_What the exercise asks_
Leave out the images and set down the records below exactly.

[Saved entries]
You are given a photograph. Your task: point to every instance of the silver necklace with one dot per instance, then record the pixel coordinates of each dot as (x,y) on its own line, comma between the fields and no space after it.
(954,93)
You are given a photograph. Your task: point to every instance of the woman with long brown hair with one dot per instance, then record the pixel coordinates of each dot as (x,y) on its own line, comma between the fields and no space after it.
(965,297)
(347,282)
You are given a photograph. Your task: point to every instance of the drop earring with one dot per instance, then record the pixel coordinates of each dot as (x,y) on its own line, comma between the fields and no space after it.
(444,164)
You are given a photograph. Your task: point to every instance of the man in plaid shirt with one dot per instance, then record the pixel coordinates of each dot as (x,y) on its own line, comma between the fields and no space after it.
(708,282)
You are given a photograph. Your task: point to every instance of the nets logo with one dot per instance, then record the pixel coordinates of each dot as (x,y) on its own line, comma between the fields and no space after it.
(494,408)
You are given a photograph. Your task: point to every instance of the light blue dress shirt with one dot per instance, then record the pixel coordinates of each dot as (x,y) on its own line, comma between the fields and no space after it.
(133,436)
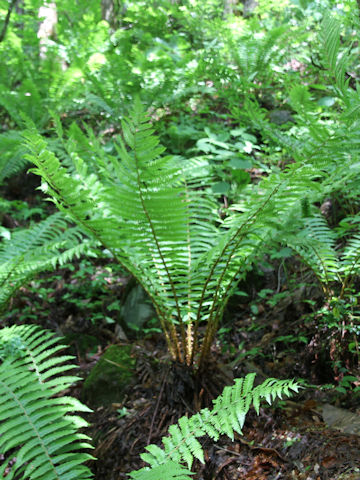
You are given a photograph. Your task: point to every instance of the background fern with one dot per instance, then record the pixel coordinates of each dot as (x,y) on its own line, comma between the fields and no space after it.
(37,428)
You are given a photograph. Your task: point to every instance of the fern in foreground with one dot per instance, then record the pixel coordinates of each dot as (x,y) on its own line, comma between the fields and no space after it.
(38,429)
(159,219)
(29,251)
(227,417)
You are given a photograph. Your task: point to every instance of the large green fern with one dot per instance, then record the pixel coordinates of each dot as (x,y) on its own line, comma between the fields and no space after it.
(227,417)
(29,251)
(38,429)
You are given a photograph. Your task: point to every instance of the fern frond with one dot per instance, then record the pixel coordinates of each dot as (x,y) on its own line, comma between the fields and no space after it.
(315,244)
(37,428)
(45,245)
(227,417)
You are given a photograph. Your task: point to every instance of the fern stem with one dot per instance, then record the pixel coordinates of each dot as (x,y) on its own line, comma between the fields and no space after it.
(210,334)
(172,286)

_Result of this task_
You are given a photograph. Your task: point to every instance of the silver necklace with one dot per instance, then record the pixel coordinates of each dot as (x,y) on its own line, comma between the fields and no space after it.
(954,93)
You are given a photograph. Your task: point to every instance of the woman with long brown hair with one dot per instance, then record the pixel coordinates of each dot as (x,y) on its own line, comma between the fields and no space after it.
(965,297)
(347,282)
You are given a photograph. Your task: point to every instance of the drop earring with one dot per instance, then record the pixel coordinates of each dot as (x,y) on its own line, comma between the fields and no space after it.
(444,164)
You are given a photograph. Your task: point to every instance of the man in plaid shirt with one dot per instance, then record the pixel coordinates of each dot as (x,y) on its own line, comma between the fields and no space after it.
(708,282)
You are given a photograph. Your task: point to every instance of the nets logo with one dot per instance, then record the pixel coordinates of each dot as (x,y) on its own line, comma between the fields and no space after it.
(494,408)
You are given a photograph. Your task: point to every instance of the light blue dress shirt with one dot per instance, then record the pixel coordinates of each dot as (x,y) on its own line, comma between the fields and no space after it.
(133,436)
You are given a photograph. Your task: point to every instance of the background fern with one dot per instance, then record the pixel coordinates of each dot as (x,y) on its own line, comma between the fields and no space after it.
(37,428)
You are given a photograph. Your task: point to every instance of the fern in foreground with one dot per instance, then record the pixel coordinates of each dot as (x,y) on its own line, comma between the fields and no space after it.
(38,429)
(159,219)
(29,251)
(227,417)
You are given a photograph. Your task: point to every instance of the large green fern with one dot per instance, then record the pixel coordinates of each dot as (x,y) on its own line, comma between the fields and no space after it.
(227,417)
(29,251)
(38,429)
You are given a photograph. Your task: point to every instance of the fern frond with one dot per instance, then record the pixel coordinates of each dot as (x,y) on its own line, comma between the fields and no space after it.
(315,244)
(37,428)
(45,245)
(227,417)
You are given a photograph. Your task: point to every instance of the fern stem with one dot per instance, then record the pixel coordinates of each dot as (x,y) on its own line, comma between the fields and no space after it.
(210,334)
(172,286)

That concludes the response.